- [阅读文本]
AutoTransferUbuntu.py
#!/usr/bin/env python3
"""
Ubuntu本地文件上传脚本
功能:将本地文件夹上传到另一个本地位置,包含空间检查、断点续传、文件校验和权限设置
日志文件以脚本开始执行时间命名:YYYYMMDD_HHMM.log
作者:AI助手
版本:3.2-ubuntu
"""
import os
import sys
import shutil
import time
import logging
import hashlib
import platform
import pickle
from pathlib import Path
from datetime import datetime
# 全局变量,存储日志文件名
LOG_FILENAME = None
def setup_logging():
"""设置日志配置,使用动态生成的文件名"""
global LOG_FILENAME
# 生成日志文件名:YYYYMMDD_HHMM.log
start_time = datetime.now()
LOG_FILENAME = start_time.strftime("%Y%m%d_%H%M") + ".log"
# 创建logs目录(如果不存在)
logs_dir = Path("logs")
logs_dir.mkdir(exist_ok=True)
# 完整的日志文件路径
log_file_path = logs_dir / LOG_FILENAME
# 配置日志
logging.basicConfig(
level=logging.INFO,
format='%(asctime)s - %(levelname)s - %(message)s',
handlers=[
logging.FileHandler(log_file_path, encoding='utf-8'),
logging.StreamHandler(sys.stdout)
]
)
logger = logging.getLogger(__name__)
logger.info(f"日志文件创建: {log_file_path}")
logger.info(f"脚本启动时间: {start_time.strftime('%Y-%m-%d %H:%M:%S')}")
return logger
logger = setup_logging()
class LocalPathUploader:
def __init__(self, source_path, destination_path, progress_file=None):
"""
初始化上传器 - Ubuntu本地路径版本
Args:
source_path (str): 源文件夹路径
destination_path (str): 目标本地路径
progress_file (str): 进度记录文件路径,如果为None则自动生成
"""
self.source_path = Path(source_path)
self.destination_path = Path(destination_path)
# 如果未指定进度文件,使用基于时间的文件名
if progress_file is None:
timestamp = datetime.now().strftime("%Y%m%d_%H%M")

- [材料摘录]
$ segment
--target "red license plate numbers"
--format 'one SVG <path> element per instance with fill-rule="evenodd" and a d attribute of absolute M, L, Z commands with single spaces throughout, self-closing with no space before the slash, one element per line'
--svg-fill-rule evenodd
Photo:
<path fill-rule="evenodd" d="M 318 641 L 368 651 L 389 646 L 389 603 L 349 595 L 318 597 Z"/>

==

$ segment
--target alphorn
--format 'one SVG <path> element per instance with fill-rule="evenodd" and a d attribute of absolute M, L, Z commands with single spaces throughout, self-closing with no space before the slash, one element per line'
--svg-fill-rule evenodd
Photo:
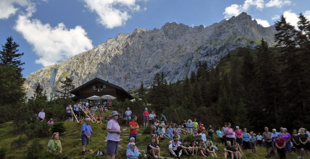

==

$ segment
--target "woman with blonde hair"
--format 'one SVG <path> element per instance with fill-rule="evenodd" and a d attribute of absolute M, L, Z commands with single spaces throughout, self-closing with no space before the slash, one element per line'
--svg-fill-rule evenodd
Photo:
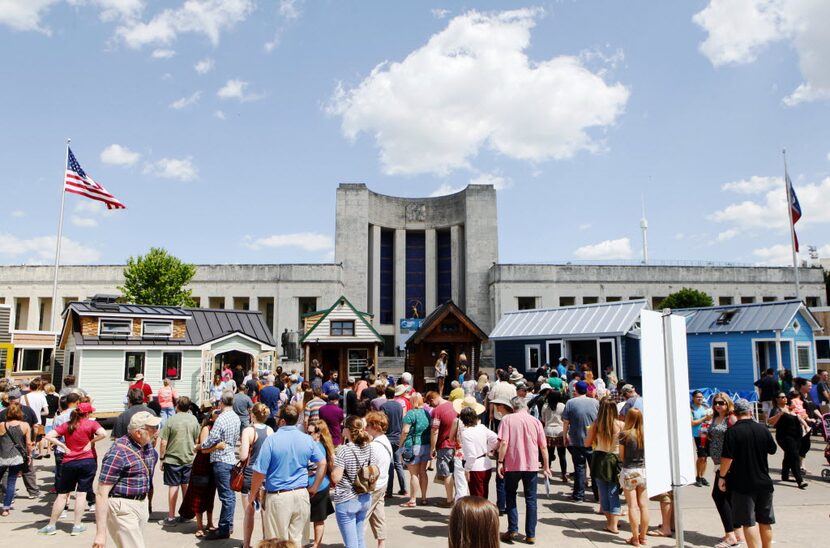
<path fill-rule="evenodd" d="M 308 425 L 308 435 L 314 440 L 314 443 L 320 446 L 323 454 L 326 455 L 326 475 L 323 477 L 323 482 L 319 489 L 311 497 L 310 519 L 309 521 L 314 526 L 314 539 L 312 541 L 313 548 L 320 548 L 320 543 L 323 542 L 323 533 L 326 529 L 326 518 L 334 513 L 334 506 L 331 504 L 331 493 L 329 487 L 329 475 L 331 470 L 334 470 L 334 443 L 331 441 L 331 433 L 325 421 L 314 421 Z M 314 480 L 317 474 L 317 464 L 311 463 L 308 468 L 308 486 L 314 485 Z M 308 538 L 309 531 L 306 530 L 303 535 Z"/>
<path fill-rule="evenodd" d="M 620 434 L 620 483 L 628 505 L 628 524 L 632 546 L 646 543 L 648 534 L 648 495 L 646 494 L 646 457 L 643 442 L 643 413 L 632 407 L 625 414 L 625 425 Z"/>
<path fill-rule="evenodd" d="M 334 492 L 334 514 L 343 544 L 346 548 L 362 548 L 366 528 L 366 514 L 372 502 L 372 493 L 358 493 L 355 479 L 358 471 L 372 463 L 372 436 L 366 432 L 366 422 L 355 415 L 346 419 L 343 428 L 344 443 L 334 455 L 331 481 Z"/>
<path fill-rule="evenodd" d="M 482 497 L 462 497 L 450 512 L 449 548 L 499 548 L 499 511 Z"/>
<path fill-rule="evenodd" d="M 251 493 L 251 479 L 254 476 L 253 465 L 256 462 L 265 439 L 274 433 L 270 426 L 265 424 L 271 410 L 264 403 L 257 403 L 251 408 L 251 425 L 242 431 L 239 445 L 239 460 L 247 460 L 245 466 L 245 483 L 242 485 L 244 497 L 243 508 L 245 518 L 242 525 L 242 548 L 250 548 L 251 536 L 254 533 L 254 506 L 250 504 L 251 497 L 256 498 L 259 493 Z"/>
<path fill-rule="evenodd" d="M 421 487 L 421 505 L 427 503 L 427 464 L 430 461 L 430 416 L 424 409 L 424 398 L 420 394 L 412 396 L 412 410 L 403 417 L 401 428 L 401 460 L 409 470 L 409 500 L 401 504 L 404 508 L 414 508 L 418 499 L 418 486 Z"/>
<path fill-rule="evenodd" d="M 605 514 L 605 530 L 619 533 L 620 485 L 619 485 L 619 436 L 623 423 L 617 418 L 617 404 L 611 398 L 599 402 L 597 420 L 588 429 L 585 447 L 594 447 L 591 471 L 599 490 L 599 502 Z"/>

- [任务目标 1] 照抄文件上传脚本里从“return logger”到“self.destination_path = Path(destination_path)”的这一段,开头和结尾的内容都要抄上。
- [任务目标 2] 从文件上传脚本的最后一行之后接着往下写。

- [练习答案 1]
return logger
logger = setup_logging()
class LocalPathUploader:
def __init__(self, source_path, destination_path, progress_file=None):
"""
初始化上传器 - Ubuntu本地路径版本
Args:
source_path (str): 源文件夹路径
destination_path (str): 目标本地路径
progress_file (str): 进度记录文件路径,如果为None则自动生成
"""
self.source_path = Path(source_path)
self.destination_path = Path(destination_path)

- [练习答案 2]
self.progress_file = Path(f"upload_progress_{timestamp}.pkl")
else:
self.progress_file = Path(progress_file)
self.total_files = 0
self.total_size = 0
self.session_id = datetime.now().strftime("%Y%m%d_%H%M%S")
# 断点续传相关属性
self.progress_data = {
'session_id': self.session_id,
'start_time': None,
'total_files': 0,
'total_size': 0,
'copied_files': 0,
'copied_size': 0,
'completed_files': [],
'failed_files': [],
'log_file': LOG_FILENAME,
'last_update': None
}
# 加载之前的进度(如果存在)
self._load_progress()
logger.info(f"上传会话ID: {self.session_id}")
logger.info(f"进度文件: {self.progress_file}")
def _load_progress(self):
"""加载之前的传输进度"""
if self.progress_file.exists():
try:
with open(self.progress_file, 'rb') as f:
loaded_data = pickle.load(f)
# 检查是否是同一会话的进度
if 'session_id' in loaded_data and loaded_data['session_id'] == self.session_id:
logger.info(f"加载当前会话的进度")
else:
logger.info(f"加载之前会话的进度 (会话ID: {loaded_data.get('session_id', '未知')})")
self.progress_data.update(loaded_data)
completed_count = len(self.progress_data['completed_files'])
logger.info(f"加载传输进度: {completed_count}个文件已完成")
if self.progress_data['last_update']:
logger.info(f"上次进度更新时间: {self.progress_data['last_update']}")
return True
except Exception as e:
logger.warning(f"加载进度文件失败: {e}")
else:
logger.info("未找到进度文件,开始新的上传任务")
return False
def _save_progress(self):
"""保存当前传输进度"""
try:
self.progress_data['last_update'] = datetime.now().isoformat()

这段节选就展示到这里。